DATA TO USE:
================
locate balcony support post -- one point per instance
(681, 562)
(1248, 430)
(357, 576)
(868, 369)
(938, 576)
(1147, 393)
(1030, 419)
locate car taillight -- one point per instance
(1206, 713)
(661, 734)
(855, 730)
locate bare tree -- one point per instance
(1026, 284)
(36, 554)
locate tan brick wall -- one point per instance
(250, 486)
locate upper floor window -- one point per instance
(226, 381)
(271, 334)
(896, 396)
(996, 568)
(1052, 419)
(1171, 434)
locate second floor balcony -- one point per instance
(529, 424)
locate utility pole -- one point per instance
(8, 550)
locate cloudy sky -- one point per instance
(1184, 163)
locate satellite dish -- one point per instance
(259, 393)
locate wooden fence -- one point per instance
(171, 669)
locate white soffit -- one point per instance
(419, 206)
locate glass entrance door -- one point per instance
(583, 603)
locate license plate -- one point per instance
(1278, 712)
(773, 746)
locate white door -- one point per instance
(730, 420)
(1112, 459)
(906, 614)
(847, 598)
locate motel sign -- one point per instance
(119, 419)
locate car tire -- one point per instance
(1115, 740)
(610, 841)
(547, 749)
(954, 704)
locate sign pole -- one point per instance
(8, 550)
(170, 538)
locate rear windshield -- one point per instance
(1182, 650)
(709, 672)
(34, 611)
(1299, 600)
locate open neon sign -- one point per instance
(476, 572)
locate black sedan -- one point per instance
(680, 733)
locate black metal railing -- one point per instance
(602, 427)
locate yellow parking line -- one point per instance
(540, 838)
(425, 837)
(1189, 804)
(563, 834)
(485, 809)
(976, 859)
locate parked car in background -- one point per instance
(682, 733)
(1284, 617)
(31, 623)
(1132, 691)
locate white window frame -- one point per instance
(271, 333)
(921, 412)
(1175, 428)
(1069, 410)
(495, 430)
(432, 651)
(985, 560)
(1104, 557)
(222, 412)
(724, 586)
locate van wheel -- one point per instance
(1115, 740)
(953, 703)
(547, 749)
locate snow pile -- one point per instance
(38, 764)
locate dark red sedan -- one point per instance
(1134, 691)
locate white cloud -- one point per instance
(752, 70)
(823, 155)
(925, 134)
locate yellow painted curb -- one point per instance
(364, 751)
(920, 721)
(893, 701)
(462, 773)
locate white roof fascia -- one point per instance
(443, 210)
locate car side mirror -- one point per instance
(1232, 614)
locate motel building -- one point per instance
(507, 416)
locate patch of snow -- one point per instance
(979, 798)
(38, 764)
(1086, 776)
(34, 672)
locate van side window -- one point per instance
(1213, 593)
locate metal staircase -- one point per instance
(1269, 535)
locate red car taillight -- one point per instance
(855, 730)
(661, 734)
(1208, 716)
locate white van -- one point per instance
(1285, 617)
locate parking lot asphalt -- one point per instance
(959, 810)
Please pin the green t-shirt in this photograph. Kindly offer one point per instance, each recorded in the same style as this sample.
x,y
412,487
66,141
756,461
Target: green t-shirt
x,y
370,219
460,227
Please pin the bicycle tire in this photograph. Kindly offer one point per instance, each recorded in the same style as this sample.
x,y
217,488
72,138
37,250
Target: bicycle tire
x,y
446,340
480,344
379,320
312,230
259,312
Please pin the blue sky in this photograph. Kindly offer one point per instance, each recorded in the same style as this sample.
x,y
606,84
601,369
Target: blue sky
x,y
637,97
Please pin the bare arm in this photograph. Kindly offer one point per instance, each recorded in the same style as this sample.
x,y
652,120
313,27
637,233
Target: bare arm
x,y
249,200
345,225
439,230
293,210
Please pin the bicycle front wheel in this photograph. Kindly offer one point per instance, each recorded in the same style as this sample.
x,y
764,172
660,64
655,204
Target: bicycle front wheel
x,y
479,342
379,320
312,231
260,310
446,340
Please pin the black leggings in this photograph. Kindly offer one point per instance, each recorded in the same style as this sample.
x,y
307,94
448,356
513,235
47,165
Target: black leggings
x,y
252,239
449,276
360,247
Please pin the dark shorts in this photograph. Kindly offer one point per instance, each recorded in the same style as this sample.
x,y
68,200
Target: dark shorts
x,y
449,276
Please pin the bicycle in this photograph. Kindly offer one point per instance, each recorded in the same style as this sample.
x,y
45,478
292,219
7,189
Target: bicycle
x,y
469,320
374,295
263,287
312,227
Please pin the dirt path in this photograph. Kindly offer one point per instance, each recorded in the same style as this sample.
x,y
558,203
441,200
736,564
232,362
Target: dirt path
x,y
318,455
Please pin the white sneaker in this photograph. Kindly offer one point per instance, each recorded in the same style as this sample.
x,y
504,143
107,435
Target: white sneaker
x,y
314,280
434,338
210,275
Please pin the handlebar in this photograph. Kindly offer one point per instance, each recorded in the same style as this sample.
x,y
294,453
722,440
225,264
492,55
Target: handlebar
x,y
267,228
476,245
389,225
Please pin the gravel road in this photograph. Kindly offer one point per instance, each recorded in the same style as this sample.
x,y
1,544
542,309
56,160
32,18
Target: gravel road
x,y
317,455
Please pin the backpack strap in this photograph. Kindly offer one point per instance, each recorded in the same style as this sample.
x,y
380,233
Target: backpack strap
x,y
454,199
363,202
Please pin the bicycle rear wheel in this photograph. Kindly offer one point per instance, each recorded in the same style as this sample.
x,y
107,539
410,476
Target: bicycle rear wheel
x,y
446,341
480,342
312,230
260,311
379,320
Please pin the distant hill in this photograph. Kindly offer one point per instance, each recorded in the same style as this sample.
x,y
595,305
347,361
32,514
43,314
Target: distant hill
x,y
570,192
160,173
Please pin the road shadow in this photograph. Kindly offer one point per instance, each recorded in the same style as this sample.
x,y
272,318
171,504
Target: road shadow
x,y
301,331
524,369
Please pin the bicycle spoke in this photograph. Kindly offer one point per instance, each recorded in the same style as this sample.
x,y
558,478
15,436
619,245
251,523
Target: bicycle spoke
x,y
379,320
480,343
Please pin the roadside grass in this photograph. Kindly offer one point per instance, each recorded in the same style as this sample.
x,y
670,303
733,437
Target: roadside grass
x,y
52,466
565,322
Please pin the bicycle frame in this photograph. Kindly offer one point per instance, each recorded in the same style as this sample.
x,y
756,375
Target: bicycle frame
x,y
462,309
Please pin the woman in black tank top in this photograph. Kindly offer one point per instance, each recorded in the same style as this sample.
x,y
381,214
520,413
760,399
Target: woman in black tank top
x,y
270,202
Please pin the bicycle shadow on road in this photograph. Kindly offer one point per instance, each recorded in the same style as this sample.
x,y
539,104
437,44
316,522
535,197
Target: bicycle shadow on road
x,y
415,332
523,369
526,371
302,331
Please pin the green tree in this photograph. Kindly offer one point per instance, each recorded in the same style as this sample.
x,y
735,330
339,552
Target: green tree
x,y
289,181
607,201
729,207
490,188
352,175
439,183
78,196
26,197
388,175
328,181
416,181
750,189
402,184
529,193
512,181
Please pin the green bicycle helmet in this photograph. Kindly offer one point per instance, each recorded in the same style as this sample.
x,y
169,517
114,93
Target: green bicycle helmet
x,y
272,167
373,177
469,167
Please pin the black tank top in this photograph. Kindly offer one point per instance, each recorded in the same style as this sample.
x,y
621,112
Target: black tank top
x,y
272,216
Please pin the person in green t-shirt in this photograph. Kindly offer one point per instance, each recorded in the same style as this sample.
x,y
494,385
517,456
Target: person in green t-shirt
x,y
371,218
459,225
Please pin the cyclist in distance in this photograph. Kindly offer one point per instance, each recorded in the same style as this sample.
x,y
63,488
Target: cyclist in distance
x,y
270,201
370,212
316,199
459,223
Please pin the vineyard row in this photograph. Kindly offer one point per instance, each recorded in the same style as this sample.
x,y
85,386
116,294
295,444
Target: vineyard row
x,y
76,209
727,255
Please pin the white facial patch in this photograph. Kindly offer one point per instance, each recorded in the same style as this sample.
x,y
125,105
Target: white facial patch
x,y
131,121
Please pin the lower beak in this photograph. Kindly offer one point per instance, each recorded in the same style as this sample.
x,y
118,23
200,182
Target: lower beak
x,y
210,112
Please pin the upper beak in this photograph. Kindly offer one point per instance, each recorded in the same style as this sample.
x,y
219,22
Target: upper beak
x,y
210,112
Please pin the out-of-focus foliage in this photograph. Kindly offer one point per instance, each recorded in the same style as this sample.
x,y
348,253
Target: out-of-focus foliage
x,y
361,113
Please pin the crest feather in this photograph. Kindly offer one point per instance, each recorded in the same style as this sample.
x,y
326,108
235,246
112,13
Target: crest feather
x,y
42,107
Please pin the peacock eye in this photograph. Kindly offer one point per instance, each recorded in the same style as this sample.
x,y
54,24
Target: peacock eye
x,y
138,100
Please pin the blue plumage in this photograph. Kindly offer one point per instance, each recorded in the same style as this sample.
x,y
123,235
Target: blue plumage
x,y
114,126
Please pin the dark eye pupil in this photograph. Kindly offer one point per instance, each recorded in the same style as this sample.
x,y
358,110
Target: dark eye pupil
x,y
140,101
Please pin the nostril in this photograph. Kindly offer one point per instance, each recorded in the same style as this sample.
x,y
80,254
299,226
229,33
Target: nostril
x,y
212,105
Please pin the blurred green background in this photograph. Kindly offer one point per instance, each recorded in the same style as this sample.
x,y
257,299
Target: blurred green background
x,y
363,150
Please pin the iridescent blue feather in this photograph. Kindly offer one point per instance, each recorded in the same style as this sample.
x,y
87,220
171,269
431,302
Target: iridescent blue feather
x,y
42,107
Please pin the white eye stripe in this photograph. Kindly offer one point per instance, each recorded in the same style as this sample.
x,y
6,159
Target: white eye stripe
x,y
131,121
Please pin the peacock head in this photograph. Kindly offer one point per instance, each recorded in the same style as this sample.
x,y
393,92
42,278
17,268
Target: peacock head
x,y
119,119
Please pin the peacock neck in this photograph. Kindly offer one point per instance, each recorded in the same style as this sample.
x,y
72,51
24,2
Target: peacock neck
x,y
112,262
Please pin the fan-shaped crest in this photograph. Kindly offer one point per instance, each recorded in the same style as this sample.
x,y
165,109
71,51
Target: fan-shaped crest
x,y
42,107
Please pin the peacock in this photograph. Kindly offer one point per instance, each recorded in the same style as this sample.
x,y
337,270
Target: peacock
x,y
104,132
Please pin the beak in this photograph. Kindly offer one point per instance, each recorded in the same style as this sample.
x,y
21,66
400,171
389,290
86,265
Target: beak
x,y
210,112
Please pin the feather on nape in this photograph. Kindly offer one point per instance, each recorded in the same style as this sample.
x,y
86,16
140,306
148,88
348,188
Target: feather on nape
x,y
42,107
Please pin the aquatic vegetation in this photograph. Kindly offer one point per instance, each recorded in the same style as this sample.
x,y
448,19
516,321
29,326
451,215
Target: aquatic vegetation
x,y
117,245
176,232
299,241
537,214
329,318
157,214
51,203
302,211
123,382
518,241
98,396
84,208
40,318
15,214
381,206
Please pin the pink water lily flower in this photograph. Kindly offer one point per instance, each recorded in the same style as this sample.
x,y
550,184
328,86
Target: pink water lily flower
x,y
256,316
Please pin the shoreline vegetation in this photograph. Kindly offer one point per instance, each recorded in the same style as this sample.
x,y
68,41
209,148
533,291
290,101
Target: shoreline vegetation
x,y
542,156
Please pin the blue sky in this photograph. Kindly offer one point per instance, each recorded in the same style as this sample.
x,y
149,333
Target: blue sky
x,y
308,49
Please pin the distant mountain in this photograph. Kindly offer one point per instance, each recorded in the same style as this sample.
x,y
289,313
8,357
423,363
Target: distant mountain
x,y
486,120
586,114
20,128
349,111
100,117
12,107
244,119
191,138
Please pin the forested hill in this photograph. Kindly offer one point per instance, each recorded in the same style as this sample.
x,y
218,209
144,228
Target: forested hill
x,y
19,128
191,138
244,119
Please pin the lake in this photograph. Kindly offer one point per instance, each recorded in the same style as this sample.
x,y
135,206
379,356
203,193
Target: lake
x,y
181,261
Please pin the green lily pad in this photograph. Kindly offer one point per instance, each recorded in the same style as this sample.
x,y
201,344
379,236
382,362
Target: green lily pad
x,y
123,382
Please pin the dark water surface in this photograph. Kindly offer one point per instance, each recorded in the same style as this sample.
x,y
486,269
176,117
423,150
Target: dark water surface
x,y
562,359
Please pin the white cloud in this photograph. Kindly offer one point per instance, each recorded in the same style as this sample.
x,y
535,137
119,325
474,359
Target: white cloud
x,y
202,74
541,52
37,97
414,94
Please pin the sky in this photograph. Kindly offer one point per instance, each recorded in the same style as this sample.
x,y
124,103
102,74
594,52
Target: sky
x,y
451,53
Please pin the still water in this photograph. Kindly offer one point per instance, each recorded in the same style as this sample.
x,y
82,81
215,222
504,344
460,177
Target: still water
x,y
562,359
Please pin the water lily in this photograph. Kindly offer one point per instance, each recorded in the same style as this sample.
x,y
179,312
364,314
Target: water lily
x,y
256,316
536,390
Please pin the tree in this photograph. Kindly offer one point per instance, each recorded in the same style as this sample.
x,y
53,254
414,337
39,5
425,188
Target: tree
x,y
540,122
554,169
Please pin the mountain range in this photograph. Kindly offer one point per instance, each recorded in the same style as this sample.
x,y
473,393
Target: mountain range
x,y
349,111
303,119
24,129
================
JOB: Copy out the rows verbatim, from the line containing "locate car tire -- one point per instance" up to and including the line containing "(1208, 716)".

FINAL RESULT:
locate car tire -- one point per instance
(1115, 740)
(610, 841)
(547, 749)
(954, 704)
locate sign pole -- one point per instance
(8, 550)
(170, 538)
locate rear windshield -- one point per instance
(1182, 650)
(709, 672)
(34, 611)
(1299, 600)
locate open neon sign -- one point per instance
(476, 572)
locate black sedan -- one point per instance
(680, 733)
locate black metal railing -- one point per instance
(602, 427)
locate yellow parking line -- one point per instance
(540, 838)
(425, 837)
(1189, 804)
(563, 834)
(485, 809)
(976, 859)
locate parked car in background -- one point per instance
(682, 733)
(1284, 617)
(31, 623)
(1132, 691)
locate white window frame -- one point per instance
(271, 333)
(921, 412)
(1175, 428)
(1069, 410)
(495, 430)
(432, 651)
(985, 560)
(1104, 557)
(222, 412)
(724, 586)
locate van wheel -- one point per instance
(1115, 740)
(953, 703)
(547, 749)
locate snow pile -- one point per instance
(38, 764)
locate dark red sedan -- one point per instance
(1134, 691)
locate white cloud -- one point per instance
(752, 70)
(823, 155)
(925, 134)
locate yellow painted curb -- one point per instance
(364, 751)
(920, 721)
(893, 701)
(462, 773)
locate white roof fascia -- one point per instance
(443, 210)
locate car side mirror -- one point per instance
(1232, 614)
locate motel building -- one point per instance
(507, 416)
locate patch of snow -- one point per instance
(979, 798)
(38, 764)
(1086, 776)
(34, 672)
locate van side window -- one point per instance
(1213, 593)
locate metal staircase -- one point per instance
(1269, 535)
locate red car taillight -- one point per instance
(855, 730)
(661, 734)
(1208, 716)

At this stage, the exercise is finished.